■ **DIRECTION**
Every line from the one that holds "[tag] green hydrangea" through the final line should be returned exactly. Omit the pictures.

Part of a data file:

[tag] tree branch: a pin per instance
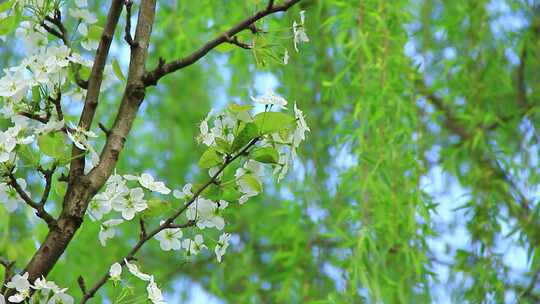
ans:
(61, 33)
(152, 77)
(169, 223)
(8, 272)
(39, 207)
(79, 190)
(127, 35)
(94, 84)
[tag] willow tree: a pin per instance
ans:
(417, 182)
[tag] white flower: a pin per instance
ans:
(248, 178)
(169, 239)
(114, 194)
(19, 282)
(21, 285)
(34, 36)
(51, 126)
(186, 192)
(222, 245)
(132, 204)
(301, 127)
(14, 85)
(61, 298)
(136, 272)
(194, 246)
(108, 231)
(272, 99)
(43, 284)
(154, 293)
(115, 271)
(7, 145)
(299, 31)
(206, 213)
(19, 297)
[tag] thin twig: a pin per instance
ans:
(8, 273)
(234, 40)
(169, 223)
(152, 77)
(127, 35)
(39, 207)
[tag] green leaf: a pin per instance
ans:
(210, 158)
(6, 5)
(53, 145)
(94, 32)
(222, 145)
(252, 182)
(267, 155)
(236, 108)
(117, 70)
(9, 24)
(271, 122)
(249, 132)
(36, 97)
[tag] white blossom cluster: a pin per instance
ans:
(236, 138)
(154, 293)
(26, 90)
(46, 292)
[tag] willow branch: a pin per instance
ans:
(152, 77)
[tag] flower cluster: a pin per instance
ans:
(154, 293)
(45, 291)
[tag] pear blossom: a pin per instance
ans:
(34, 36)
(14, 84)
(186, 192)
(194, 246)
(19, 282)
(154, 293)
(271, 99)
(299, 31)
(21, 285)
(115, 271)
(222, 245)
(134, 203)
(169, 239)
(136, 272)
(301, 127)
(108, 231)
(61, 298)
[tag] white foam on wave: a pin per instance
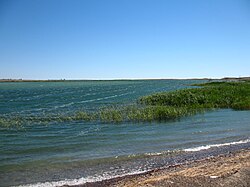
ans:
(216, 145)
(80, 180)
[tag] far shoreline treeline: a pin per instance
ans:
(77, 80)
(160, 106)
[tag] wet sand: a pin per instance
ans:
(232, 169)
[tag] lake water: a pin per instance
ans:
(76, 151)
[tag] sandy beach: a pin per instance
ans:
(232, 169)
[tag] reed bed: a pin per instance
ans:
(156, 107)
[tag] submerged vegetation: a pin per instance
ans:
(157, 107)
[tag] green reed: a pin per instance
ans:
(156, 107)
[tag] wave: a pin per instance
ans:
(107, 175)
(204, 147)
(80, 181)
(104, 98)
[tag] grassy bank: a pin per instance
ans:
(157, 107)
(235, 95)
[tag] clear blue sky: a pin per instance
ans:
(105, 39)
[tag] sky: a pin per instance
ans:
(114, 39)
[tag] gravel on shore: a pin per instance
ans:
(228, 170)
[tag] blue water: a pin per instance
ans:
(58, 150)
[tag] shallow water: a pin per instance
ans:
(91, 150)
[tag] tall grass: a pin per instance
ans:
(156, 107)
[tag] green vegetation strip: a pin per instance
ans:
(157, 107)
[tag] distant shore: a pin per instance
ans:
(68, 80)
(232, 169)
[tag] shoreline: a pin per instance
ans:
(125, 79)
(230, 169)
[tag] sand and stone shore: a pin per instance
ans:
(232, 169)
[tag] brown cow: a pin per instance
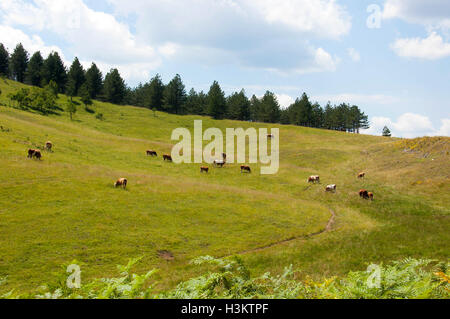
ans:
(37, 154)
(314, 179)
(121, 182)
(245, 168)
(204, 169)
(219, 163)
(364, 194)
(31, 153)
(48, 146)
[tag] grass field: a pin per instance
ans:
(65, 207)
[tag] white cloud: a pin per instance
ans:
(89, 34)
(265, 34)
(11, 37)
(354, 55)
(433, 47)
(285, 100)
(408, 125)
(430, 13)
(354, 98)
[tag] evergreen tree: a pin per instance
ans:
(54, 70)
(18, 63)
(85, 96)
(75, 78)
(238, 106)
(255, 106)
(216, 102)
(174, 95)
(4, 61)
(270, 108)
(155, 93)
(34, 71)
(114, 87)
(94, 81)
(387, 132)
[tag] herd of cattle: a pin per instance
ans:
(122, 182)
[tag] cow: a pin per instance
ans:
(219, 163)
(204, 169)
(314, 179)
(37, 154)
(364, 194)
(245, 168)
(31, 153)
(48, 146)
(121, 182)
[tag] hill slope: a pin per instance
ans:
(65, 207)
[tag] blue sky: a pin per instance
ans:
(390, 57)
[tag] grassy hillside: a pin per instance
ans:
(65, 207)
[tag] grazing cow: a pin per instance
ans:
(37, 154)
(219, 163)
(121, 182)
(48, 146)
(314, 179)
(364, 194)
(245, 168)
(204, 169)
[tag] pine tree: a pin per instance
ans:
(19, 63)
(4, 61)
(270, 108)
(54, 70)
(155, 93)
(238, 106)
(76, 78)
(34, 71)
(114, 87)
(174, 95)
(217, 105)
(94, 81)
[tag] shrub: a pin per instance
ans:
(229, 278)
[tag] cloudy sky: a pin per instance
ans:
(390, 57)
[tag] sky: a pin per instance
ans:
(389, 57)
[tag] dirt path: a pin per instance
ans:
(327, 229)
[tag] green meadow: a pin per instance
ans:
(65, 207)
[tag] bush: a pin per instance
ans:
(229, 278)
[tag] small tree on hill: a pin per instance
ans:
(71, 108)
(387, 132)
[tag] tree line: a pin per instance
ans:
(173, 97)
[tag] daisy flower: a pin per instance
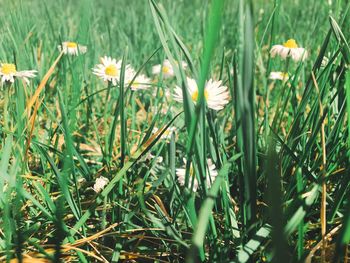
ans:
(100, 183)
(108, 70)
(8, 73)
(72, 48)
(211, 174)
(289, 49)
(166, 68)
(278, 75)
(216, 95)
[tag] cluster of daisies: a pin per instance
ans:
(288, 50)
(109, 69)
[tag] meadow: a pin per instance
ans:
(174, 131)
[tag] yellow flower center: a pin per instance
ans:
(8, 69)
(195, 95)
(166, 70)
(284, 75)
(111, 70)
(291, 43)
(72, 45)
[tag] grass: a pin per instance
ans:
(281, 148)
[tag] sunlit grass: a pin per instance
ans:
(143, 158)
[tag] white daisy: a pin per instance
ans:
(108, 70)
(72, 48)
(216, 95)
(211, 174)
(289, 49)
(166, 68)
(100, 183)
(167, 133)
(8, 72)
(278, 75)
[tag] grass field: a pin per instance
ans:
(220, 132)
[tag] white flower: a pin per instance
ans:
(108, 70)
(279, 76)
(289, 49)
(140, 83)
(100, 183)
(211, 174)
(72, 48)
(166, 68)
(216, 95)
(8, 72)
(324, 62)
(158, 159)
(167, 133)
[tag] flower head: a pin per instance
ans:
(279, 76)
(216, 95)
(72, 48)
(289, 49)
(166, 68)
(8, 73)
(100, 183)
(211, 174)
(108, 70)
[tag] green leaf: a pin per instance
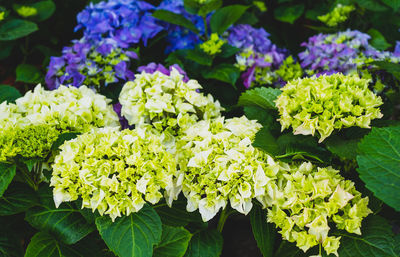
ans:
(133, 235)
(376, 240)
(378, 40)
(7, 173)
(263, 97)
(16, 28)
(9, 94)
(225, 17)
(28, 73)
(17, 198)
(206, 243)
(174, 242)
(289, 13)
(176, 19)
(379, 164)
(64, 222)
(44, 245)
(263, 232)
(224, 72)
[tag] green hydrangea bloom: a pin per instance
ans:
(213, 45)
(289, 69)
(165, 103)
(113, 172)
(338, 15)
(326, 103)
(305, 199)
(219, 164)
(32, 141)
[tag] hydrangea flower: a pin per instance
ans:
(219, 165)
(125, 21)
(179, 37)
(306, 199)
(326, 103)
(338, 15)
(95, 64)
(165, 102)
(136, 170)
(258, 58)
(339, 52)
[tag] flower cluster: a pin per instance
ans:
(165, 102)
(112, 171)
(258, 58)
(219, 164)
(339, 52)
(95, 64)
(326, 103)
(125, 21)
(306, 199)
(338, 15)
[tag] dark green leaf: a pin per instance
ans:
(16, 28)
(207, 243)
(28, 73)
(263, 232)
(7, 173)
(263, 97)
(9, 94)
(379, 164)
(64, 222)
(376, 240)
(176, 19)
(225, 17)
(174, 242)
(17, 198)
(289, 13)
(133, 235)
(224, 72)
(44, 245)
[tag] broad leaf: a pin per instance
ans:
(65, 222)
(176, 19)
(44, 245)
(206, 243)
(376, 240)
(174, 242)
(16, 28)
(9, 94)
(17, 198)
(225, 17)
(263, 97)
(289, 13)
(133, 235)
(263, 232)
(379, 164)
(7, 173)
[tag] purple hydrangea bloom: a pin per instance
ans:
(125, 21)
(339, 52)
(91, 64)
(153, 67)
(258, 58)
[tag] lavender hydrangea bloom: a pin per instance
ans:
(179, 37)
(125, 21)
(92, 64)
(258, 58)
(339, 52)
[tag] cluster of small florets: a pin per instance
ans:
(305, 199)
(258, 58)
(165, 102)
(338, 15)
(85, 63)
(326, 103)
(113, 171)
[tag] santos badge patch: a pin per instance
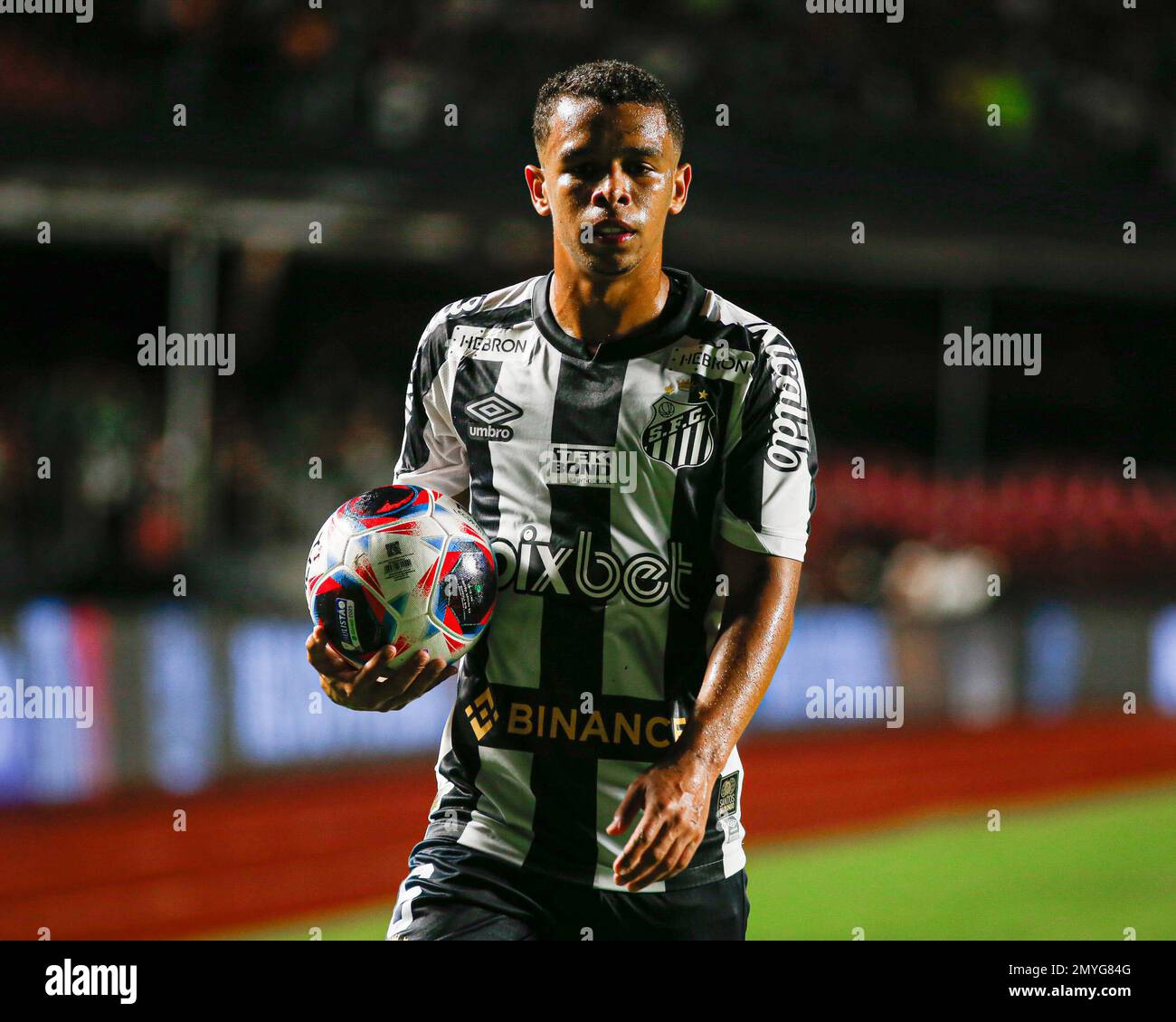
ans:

■ **OUTPUT FOR THIS EXERCISE**
[tag] green hydrangea bloom: a pin per instance
ans:
(213, 45)
(289, 69)
(165, 103)
(113, 172)
(338, 15)
(326, 103)
(305, 199)
(219, 164)
(32, 141)
[tag] hydrangea flower: a pin per instance
ans:
(219, 165)
(125, 21)
(179, 37)
(306, 199)
(326, 103)
(338, 15)
(95, 64)
(165, 102)
(136, 170)
(258, 58)
(339, 52)
[tag] flower cluster: a pin per instance
ans:
(165, 102)
(112, 171)
(258, 58)
(219, 164)
(339, 52)
(95, 64)
(326, 103)
(125, 21)
(306, 199)
(338, 15)
[tag] dark green leaf: a pin per instance
ans:
(16, 28)
(207, 243)
(28, 73)
(263, 232)
(7, 173)
(263, 97)
(9, 94)
(379, 164)
(64, 222)
(376, 240)
(176, 19)
(225, 17)
(174, 242)
(17, 198)
(289, 13)
(133, 235)
(224, 72)
(44, 245)
[tag] broad leaf: a pin per instance
ans:
(65, 222)
(176, 19)
(44, 245)
(206, 243)
(376, 240)
(174, 242)
(16, 28)
(9, 94)
(17, 198)
(225, 17)
(263, 97)
(289, 13)
(133, 235)
(263, 232)
(379, 164)
(7, 173)
[tag] purple hydrangea bloom: a pin per instance
ans:
(125, 21)
(339, 52)
(91, 64)
(153, 67)
(258, 58)
[tag] lavender hydrangea bloom: a pin per instance
ans:
(179, 37)
(125, 21)
(92, 64)
(258, 58)
(339, 52)
[tag] cluster of small florets: a pin per instance
ans:
(305, 199)
(258, 58)
(165, 102)
(338, 15)
(85, 63)
(326, 103)
(113, 171)
[tag] santos badge patch: a pin per instance
ans:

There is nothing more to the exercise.